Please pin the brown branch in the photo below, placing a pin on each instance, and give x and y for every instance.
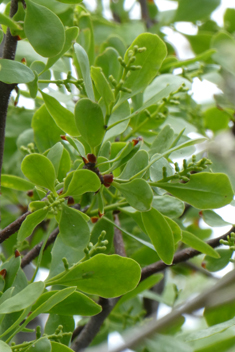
(34, 252)
(88, 333)
(5, 89)
(118, 239)
(13, 227)
(92, 328)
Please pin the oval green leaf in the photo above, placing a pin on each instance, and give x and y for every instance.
(82, 63)
(90, 121)
(39, 170)
(16, 182)
(160, 234)
(43, 29)
(23, 299)
(62, 116)
(104, 275)
(137, 192)
(29, 224)
(81, 181)
(15, 72)
(75, 304)
(204, 190)
(74, 230)
(194, 242)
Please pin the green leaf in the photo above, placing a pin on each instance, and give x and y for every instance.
(176, 230)
(70, 35)
(150, 60)
(46, 131)
(42, 344)
(104, 275)
(43, 29)
(4, 347)
(75, 304)
(58, 347)
(191, 11)
(137, 192)
(7, 21)
(108, 61)
(216, 264)
(13, 72)
(39, 170)
(60, 158)
(90, 121)
(156, 169)
(16, 182)
(70, 1)
(195, 242)
(54, 320)
(81, 181)
(135, 165)
(163, 141)
(144, 285)
(102, 86)
(204, 190)
(62, 116)
(29, 224)
(215, 119)
(83, 62)
(74, 230)
(168, 206)
(160, 234)
(23, 299)
(213, 219)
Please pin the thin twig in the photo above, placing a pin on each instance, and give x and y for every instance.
◆ ◆ ◆ ◆
• **Problem details**
Your job is to copy every entry exactly. Omit the pictures.

• **Solution to this task**
Please pin the brown branch in the photo below, placing a pin on each instance, and give x and y for every instance.
(34, 252)
(88, 333)
(5, 89)
(118, 239)
(13, 227)
(92, 328)
Please pin the oval green leaf in the photo above, placing a pin on each instance, and give x and y for every instance.
(82, 63)
(90, 121)
(39, 170)
(16, 182)
(160, 234)
(43, 29)
(23, 299)
(62, 116)
(104, 275)
(137, 192)
(29, 224)
(81, 181)
(15, 72)
(75, 304)
(204, 190)
(74, 230)
(194, 242)
Please pin the green leaf in the photo above, placing a pin on each instance, and give x and y for every instance.
(176, 230)
(70, 35)
(150, 60)
(46, 131)
(42, 344)
(104, 275)
(43, 29)
(4, 347)
(75, 304)
(58, 347)
(191, 11)
(137, 192)
(7, 21)
(108, 61)
(216, 264)
(13, 72)
(39, 170)
(60, 158)
(90, 121)
(156, 169)
(16, 182)
(70, 1)
(195, 242)
(54, 320)
(81, 181)
(135, 165)
(163, 141)
(144, 285)
(102, 86)
(204, 190)
(62, 116)
(29, 224)
(215, 119)
(83, 62)
(74, 230)
(168, 206)
(160, 234)
(23, 299)
(213, 219)
Please pin the thin twig in the photo above, placing a pin on each instance, and give x and y for every instance.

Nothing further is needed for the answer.